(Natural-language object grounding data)
+++

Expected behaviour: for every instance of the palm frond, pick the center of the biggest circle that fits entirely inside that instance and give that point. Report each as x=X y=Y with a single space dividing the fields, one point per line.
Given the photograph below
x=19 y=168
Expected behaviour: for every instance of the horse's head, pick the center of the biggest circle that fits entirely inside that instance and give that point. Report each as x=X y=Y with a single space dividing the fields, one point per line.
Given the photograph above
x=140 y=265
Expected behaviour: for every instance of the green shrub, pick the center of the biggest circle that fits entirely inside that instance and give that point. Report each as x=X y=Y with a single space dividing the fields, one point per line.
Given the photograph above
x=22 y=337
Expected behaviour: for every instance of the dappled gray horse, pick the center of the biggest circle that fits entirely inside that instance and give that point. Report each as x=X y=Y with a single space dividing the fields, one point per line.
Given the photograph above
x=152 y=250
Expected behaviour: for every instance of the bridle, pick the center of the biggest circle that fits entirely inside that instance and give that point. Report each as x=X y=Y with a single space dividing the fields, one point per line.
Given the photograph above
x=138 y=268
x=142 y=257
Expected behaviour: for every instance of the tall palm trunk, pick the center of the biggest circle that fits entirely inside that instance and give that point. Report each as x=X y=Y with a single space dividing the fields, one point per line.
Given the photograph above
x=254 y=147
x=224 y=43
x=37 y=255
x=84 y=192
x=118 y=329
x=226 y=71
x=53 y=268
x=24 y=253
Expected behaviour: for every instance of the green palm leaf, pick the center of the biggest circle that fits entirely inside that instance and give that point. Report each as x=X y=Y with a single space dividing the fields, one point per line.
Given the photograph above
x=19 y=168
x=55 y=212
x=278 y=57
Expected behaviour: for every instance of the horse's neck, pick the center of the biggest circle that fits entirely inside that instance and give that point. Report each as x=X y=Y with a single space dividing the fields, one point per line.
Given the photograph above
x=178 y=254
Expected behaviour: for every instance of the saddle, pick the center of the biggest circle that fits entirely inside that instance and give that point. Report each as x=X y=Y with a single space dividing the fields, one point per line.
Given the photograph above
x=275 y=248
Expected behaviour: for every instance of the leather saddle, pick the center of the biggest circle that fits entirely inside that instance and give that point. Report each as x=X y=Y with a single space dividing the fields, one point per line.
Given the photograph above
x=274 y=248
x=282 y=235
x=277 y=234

+++

■ The task
To complete this exercise, set down every line above exactly once more.

■ Reply
Expected behaviour: for every instance of the palm frond, pick the center of the biggest circle that fits entirely inside that instance and give that point. Report each as x=X y=Y with a single space dividing the fields, one point per line.
Given the photograph below
x=19 y=168
Expected behaviour: for every instance of the horse's head, pick the center of the biggest circle that fits entirely inside that instance and give that point. Report each as x=X y=Y with a single space dividing the fields, one point per line.
Given the photograph above
x=140 y=265
Expected behaviour: for every instance of the green shrub, pick the center of the biggest circle that fits entirely inside that instance and give that point. Report each as x=X y=Y with a single space dividing the fields, one point per line.
Given the photograph above
x=22 y=337
Expected behaviour: for every instance of the dappled gray horse, pick the center of the biggest circle that fits entirely inside that instance and give that point. Report each as x=X y=Y with a single space dividing the fields, one point per line.
Given the photograph above
x=152 y=250
Expected behaviour: for every instance of the bridle, pick the center of the biggest circle that fits entirely inside that instance and give that point. Report each as x=X y=Y with a single space dividing the fields, one point per line.
Given the photograph above
x=138 y=268
x=142 y=257
Expected behaviour: for every instance of the tall palm trunk, pick the center of the biggest circle that fits entirely inside that instance and give that point. Report each as x=X y=Y with a single space dividing the fields, one point per line.
Given the photograph above
x=254 y=147
x=224 y=43
x=37 y=255
x=84 y=192
x=118 y=329
x=226 y=71
x=53 y=268
x=24 y=253
Expected behaviour: for every instance of the green palm leaf, pick the center of the biggest circle that fits entirely inside that instance and give that point. Report each as x=X y=Y with a single space dividing the fields, one point per line.
Given the photograph above
x=19 y=168
x=55 y=212
x=278 y=57
Expected behaviour: for every instance of the horse's neck, pick the center of the biggest circle that fits entirely inside that instance and give that point. Report each as x=X y=Y with a single space dividing the fields, one point per line.
Given the photograph above
x=178 y=254
Expected behaviour: for every instance of the saddle, pick the center of the biggest circle that fits entirely inside that instance and give that point. Report each as x=X y=Y with a single space dividing the fields, one point per line.
Given the photograph above
x=275 y=248
Expected behaviour: for every instance of the leather saddle, pick the center of the biggest circle that fits entirely inside that instance and give that point. Report each as x=X y=Y with a single space dividing the fields, one point per line.
Given the photograph above
x=274 y=248
x=282 y=235
x=277 y=234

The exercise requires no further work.